PROVIDED RECORDS start

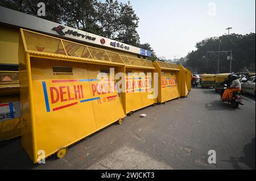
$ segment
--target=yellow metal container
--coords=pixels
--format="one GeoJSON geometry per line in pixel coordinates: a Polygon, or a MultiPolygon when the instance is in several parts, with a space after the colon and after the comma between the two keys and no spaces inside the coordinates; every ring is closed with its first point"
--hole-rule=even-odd
{"type": "Polygon", "coordinates": [[[214,87],[215,75],[214,74],[201,74],[201,86],[214,87]]]}
{"type": "Polygon", "coordinates": [[[21,135],[19,116],[18,71],[0,71],[0,141],[21,135]]]}
{"type": "Polygon", "coordinates": [[[158,73],[158,102],[180,96],[180,70],[176,64],[158,61],[154,62],[158,73]]]}
{"type": "Polygon", "coordinates": [[[20,31],[22,141],[33,162],[40,150],[42,158],[61,157],[68,146],[121,122],[125,112],[115,75],[124,64],[118,54],[20,31]]]}
{"type": "Polygon", "coordinates": [[[187,86],[188,86],[188,91],[191,91],[191,78],[192,78],[192,73],[191,71],[188,68],[186,68],[187,73],[187,86]]]}
{"type": "Polygon", "coordinates": [[[188,70],[181,64],[178,65],[180,70],[180,96],[186,97],[188,94],[188,70]]]}
{"type": "Polygon", "coordinates": [[[123,93],[125,112],[133,111],[152,105],[156,99],[148,95],[154,93],[154,73],[156,68],[150,61],[121,56],[125,64],[126,91],[123,93]]]}
{"type": "Polygon", "coordinates": [[[21,134],[18,71],[6,67],[17,65],[19,32],[0,26],[0,141],[21,134]],[[12,112],[13,111],[13,112],[12,112]],[[18,116],[18,117],[17,117],[18,116]]]}

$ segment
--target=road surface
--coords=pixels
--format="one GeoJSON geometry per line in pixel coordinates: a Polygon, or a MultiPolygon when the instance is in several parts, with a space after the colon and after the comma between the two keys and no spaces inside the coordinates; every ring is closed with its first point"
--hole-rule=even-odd
{"type": "Polygon", "coordinates": [[[245,98],[234,110],[214,89],[192,88],[188,98],[138,111],[46,164],[32,164],[20,138],[1,142],[0,169],[255,169],[255,98],[245,98]],[[216,164],[208,162],[210,150],[216,164]]]}

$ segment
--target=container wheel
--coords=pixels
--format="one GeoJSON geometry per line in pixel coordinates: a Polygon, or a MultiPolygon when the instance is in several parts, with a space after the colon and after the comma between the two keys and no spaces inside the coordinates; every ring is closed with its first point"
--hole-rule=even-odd
{"type": "Polygon", "coordinates": [[[61,148],[60,149],[57,151],[57,157],[58,158],[61,158],[65,157],[67,153],[68,152],[68,149],[67,148],[61,148]]]}
{"type": "Polygon", "coordinates": [[[120,118],[120,119],[118,120],[118,124],[121,124],[122,122],[123,122],[123,120],[122,120],[122,119],[120,118]]]}
{"type": "Polygon", "coordinates": [[[133,115],[133,112],[131,111],[129,113],[128,113],[127,115],[128,115],[129,116],[131,116],[132,115],[133,115]]]}

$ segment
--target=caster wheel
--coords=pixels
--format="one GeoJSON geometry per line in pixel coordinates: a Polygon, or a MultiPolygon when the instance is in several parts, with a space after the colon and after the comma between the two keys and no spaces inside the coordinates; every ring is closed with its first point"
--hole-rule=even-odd
{"type": "Polygon", "coordinates": [[[59,151],[57,151],[57,158],[61,158],[65,157],[67,153],[68,152],[68,149],[67,148],[60,148],[59,151]]]}
{"type": "Polygon", "coordinates": [[[121,124],[122,122],[123,122],[123,120],[122,120],[122,119],[120,118],[120,119],[118,120],[118,124],[121,124]]]}

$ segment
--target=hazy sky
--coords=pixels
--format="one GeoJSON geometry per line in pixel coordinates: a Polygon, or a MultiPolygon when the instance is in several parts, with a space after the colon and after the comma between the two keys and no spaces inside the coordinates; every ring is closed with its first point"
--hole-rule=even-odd
{"type": "Polygon", "coordinates": [[[167,59],[185,56],[197,42],[227,33],[228,27],[233,27],[230,33],[255,31],[255,0],[130,2],[140,19],[141,42],[149,43],[158,56],[167,59]]]}

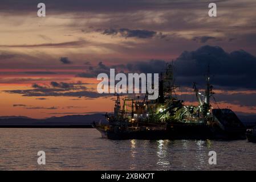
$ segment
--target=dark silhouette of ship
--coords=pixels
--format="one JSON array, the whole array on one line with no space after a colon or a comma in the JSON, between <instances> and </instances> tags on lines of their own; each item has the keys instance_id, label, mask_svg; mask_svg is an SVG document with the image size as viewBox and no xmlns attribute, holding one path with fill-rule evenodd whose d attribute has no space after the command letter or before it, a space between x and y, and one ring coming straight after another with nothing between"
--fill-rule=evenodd
<instances>
[{"instance_id":1,"label":"dark silhouette of ship","mask_svg":"<svg viewBox=\"0 0 256 182\"><path fill-rule=\"evenodd\" d=\"M142 98L125 97L121 107L116 93L114 113L106 113L107 122L92 126L110 139L245 139L246 127L231 110L213 109L210 104L214 93L209 71L208 67L204 94L193 84L198 106L177 98L173 65L168 64L161 73L157 99L148 100L148 93Z\"/></svg>"}]
</instances>

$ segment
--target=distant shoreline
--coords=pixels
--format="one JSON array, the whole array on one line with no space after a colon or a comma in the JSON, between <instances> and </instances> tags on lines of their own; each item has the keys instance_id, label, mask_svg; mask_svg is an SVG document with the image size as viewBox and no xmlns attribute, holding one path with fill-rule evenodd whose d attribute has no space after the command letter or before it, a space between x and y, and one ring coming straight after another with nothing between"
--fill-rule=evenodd
<instances>
[{"instance_id":1,"label":"distant shoreline","mask_svg":"<svg viewBox=\"0 0 256 182\"><path fill-rule=\"evenodd\" d=\"M91 125L59 125L59 126L29 126L29 125L0 125L0 128L27 129L91 129Z\"/></svg>"}]
</instances>

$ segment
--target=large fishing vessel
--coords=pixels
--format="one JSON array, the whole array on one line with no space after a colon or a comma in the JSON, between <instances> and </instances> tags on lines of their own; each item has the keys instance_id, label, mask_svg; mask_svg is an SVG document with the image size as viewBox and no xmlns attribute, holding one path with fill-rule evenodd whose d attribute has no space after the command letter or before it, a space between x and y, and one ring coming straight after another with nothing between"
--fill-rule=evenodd
<instances>
[{"instance_id":1,"label":"large fishing vessel","mask_svg":"<svg viewBox=\"0 0 256 182\"><path fill-rule=\"evenodd\" d=\"M210 84L209 68L204 93L200 93L196 83L193 84L197 106L186 105L177 99L172 64L166 64L165 72L160 75L159 96L155 100L148 100L147 93L143 97L124 97L121 105L121 96L115 94L113 114L106 113L106 122L92 125L102 137L111 139L245 138L246 127L232 110L213 109L210 104L214 93Z\"/></svg>"}]
</instances>

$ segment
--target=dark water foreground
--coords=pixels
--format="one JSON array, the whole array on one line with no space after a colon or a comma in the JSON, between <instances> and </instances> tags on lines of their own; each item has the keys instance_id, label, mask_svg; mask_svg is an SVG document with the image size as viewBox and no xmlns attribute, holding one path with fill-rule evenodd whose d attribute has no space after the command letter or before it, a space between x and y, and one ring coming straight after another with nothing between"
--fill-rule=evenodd
<instances>
[{"instance_id":1,"label":"dark water foreground","mask_svg":"<svg viewBox=\"0 0 256 182\"><path fill-rule=\"evenodd\" d=\"M94 129L0 129L0 169L253 170L246 140L109 140ZM37 163L39 151L46 164ZM210 151L217 164L208 163Z\"/></svg>"}]
</instances>

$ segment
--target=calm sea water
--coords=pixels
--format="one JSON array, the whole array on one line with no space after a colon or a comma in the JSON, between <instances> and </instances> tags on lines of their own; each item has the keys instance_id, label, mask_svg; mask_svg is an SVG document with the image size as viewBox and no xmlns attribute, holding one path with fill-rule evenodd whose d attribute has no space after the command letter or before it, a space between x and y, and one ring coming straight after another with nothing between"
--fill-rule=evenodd
<instances>
[{"instance_id":1,"label":"calm sea water","mask_svg":"<svg viewBox=\"0 0 256 182\"><path fill-rule=\"evenodd\" d=\"M37 163L38 151L46 164ZM208 163L210 151L216 165ZM246 140L110 140L94 129L1 129L1 170L256 169Z\"/></svg>"}]
</instances>

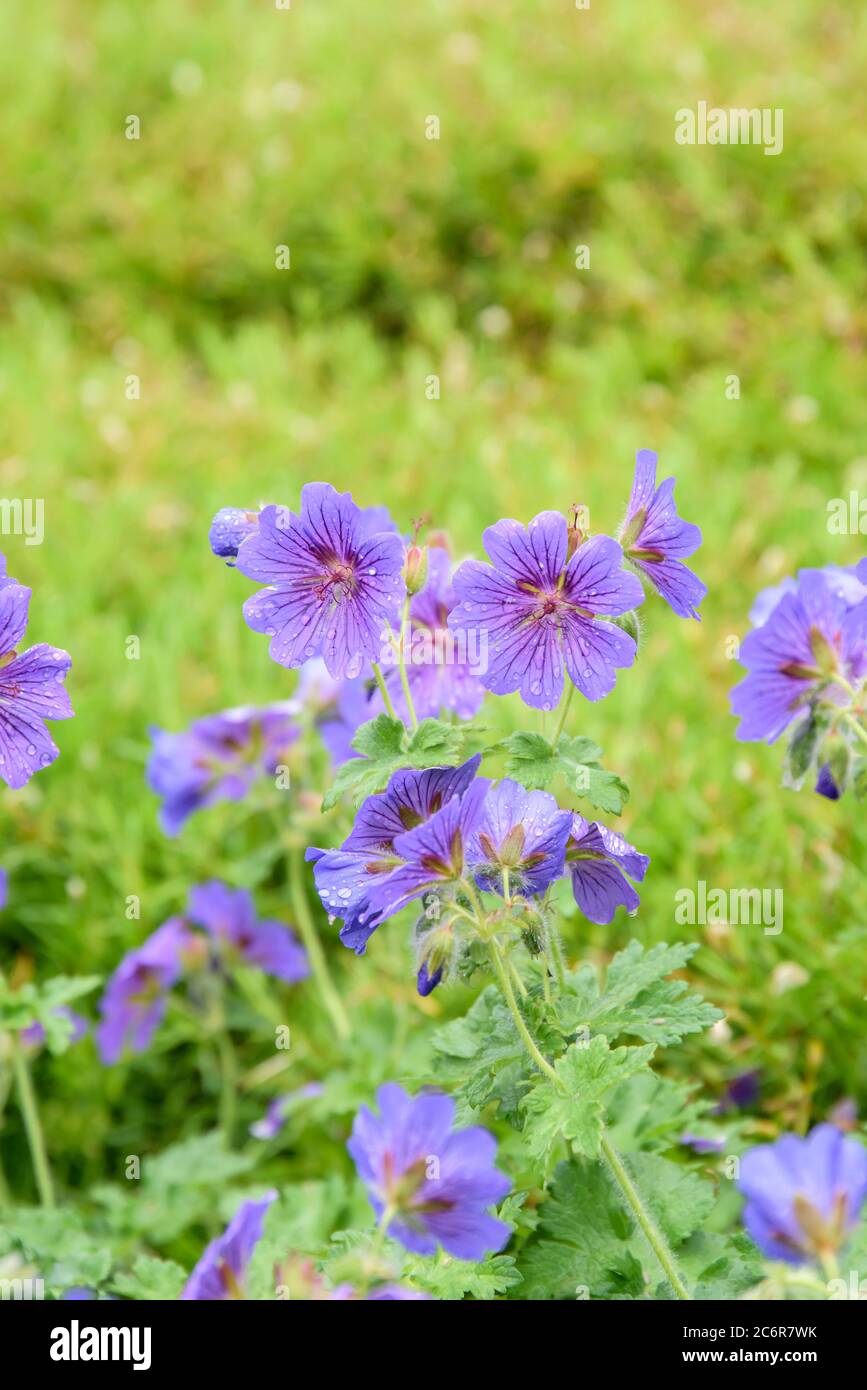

PROVIDED RECORDS end

TASK TO COMPLETE: Return each line of the data above that contains the word "wheel". Case counts.

EXERCISE ANSWER:
--target=container wheel
--target=caster wheel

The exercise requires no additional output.